**Text passage**
▽
Different sections of town (kind of like Pocket Camp) one where the villagers live in, a beach, a city, the new area (new place introduced orchard maybe?), the campground, river area, quarry, island

Villager hotel 
Where you get to decorate each room acording to your preferance. Other mayor's can come and stay for a few days and hang out. Acasionally villagers will come here then you can ask them to move in

More shops or more inventory in shops
Ideas
Nook's homes is now a furniture store has 3 floors first and second are filled with 1 complete set of furniture (you must buy full set)
Third floor is where offices are and hha desk (basically new leaf nook's homes)

Timmy and Tommy own the new and improved Nookling Emporium they will continue to add more floors to the department store ending with a mall. Timmy and Tommy will both close their floor once a week to go and work at another shop to learn tricks of the trade

Club lol -> Shrunk funk theater
After you have collected enough records from K.K. Club lol will upgrade to Shrunk funk theater with a gift shop selling exclusive K.K. songs and items also the brand new K.K. series of furniture.

Ok motors: pocket camp ok motors


----------



## PrincessBetter (Jan 13, 2018)

Chewy.7204 said:


> I thought of somethings! What if you are still able to costomize your character with the menu BUT there are deluxe haircuts that to still have to go to Harriet for. For example a two tone color, hair extensions, etc. (I don't want Harriet replaced by a something like a menu)
> 
> One downside: switch has no camera, no camera=no qr code reader no qr code reader= bad pattern makers are out of luck
> (Although they could make another thing like that hhn for patterns)
> ...



The switch HAS NO CAMERA??

- - - Post Merge - - -



Chewy.7204 said:


> I thought of somethings! What if you are still able to costomize your character with the menu BUT there are deluxe haircuts that to still have to go to Harriet for. For example a two tone color, hair extensions, etc. (I don't want Harriet replaced by a something like a menu)
> 
> One downside: switch has no camera, no camera=no qr code reader no qr code reader= bad pattern makers are out of luck
> (Although they could make another thing like that hhn for patterns)
> ...



The switch HAS NO CAMERA??


----------



## John Wick (Jan 14, 2018)

Jumping the gun. 
I doubt they'll make an AC for a couple of years.


----------



## Freddie (Jan 14, 2018)

Oh I hope they make one because then i would have more of a reason to buy the switch


----------



## John Wick (Jan 14, 2018)

Takashi said:


> Oh I hope they make one because then i would have more of a reason to buy the switch



It's the only reason I'd buy one.


----------



## Mink777 (Jan 17, 2018)

If it isn't announced at e3 or earlier then I am done with Nintendo and their cheap laziness. Cut the amiibo too. That ruins the game.


----------



## RoRoShell (Jan 20, 2018)
△
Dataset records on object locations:
▽
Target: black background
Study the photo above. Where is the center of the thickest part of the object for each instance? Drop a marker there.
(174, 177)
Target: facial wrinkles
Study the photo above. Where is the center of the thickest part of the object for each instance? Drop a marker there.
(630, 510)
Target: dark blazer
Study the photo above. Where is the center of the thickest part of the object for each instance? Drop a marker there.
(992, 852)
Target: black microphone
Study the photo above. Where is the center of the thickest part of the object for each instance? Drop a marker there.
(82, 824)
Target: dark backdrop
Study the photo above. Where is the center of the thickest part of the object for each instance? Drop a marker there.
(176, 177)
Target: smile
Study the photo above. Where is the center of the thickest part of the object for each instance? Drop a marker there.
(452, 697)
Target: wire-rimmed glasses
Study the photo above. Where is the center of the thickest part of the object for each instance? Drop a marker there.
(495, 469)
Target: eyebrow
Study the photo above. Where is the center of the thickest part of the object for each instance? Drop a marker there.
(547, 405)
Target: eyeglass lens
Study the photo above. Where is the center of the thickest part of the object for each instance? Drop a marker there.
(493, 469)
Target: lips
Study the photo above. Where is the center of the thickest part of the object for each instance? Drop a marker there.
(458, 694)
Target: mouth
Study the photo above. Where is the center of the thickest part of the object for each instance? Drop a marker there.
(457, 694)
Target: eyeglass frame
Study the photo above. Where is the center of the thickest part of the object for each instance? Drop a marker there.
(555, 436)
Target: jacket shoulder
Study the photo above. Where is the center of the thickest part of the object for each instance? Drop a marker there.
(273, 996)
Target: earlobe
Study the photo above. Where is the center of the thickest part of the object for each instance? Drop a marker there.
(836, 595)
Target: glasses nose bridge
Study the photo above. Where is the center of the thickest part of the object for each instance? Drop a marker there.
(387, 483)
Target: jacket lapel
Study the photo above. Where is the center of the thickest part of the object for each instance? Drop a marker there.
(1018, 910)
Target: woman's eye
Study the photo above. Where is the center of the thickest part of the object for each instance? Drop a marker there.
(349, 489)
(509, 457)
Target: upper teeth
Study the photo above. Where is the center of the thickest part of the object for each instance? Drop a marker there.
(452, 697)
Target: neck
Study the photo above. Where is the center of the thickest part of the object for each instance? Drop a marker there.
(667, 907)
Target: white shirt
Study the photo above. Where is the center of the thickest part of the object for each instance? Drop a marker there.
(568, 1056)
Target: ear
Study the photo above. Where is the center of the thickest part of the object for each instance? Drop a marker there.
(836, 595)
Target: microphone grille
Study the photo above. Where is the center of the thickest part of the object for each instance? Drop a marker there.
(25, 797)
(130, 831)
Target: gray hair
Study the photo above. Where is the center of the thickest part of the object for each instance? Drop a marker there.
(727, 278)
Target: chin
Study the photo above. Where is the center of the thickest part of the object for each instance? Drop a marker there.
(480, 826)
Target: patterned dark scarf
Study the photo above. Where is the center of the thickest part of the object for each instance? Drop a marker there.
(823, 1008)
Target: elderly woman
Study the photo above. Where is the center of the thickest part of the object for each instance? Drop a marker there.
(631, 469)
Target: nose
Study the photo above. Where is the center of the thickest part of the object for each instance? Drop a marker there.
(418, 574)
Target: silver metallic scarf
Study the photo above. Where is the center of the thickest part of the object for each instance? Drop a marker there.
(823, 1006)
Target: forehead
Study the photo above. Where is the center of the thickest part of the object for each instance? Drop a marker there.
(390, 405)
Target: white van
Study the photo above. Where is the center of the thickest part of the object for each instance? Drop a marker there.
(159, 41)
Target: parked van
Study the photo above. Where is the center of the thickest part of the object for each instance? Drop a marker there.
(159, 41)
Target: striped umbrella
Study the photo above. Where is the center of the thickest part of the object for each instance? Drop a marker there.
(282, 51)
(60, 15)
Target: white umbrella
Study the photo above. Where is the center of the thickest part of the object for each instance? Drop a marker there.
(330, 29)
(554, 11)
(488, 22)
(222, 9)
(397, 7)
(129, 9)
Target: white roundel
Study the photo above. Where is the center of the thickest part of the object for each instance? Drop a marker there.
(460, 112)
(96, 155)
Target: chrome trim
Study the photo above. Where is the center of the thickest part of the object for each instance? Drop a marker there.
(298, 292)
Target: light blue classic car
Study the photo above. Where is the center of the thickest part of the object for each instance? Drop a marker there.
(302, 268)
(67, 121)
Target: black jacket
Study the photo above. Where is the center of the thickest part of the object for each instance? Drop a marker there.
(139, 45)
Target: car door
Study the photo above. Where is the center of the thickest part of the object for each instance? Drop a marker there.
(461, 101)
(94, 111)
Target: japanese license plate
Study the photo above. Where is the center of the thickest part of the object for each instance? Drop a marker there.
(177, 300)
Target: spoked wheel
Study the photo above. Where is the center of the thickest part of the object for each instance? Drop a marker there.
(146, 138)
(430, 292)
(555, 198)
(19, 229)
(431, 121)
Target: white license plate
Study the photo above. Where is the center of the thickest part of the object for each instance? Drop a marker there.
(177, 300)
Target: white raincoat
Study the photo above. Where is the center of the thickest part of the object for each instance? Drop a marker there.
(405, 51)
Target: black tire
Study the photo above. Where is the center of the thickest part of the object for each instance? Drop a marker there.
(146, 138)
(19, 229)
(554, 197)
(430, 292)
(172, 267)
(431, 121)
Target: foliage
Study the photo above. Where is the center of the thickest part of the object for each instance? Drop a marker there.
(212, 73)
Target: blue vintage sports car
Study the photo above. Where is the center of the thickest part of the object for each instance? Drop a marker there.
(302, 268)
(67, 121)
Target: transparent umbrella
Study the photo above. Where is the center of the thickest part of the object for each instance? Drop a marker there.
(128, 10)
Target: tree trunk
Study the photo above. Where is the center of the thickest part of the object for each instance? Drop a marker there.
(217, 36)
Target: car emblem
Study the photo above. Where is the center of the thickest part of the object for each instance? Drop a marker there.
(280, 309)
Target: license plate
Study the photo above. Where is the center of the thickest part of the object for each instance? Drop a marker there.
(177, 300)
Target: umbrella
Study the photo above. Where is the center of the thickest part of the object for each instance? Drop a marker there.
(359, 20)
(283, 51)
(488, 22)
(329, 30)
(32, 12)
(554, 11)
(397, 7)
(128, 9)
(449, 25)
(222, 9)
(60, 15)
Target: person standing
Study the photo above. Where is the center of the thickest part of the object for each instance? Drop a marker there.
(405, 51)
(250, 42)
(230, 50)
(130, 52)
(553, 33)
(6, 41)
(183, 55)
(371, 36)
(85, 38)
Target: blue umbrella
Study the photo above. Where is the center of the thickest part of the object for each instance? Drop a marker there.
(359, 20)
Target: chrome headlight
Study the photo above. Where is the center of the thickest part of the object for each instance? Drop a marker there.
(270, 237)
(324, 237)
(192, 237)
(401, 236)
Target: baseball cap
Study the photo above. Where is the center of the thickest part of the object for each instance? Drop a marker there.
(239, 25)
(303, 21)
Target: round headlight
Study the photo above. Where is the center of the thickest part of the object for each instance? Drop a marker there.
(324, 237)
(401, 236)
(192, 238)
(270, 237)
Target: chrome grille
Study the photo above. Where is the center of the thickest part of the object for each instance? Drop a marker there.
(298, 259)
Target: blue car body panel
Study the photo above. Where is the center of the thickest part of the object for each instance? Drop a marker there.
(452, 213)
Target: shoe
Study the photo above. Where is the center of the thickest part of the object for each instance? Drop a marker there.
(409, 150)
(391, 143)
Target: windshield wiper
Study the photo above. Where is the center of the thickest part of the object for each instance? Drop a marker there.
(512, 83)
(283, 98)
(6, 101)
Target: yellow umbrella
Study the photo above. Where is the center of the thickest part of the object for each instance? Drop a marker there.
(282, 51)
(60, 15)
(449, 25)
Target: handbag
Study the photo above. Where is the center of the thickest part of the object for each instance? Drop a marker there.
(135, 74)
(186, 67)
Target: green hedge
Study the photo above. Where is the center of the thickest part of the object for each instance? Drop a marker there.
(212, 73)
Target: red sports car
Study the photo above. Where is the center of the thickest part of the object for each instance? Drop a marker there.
△
**Set task A**
In the forum thread, how many floors does the Nook's homes furniture store have?
**Set task B**
Copy the stretch of the forum thread from "Different sections of" through "leaf nook's homes)".
None of the records are needed.

**Exercise response A**
Three floors.

**Exercise response B**
Different sections of town (kind of like Pocket Camp) one where the villagers live in, a beach, a city, the new area (new place introduced orchard maybe?), the campground, river area, quarry, island

Villager hotel 
Where you get to decorate each room acording to your preferance. Other mayor's can come and stay for a few days and hang out. Acasionally villagers will come here then you can ask them to move in

More shops or more inventory in shops
Ideas
Nook's homes is now a furniture store has 3 floors first and second are filled with 1 complete set of furniture (you must buy full set)
Third floor is where offices are and hha desk (basically new leaf nook's homes)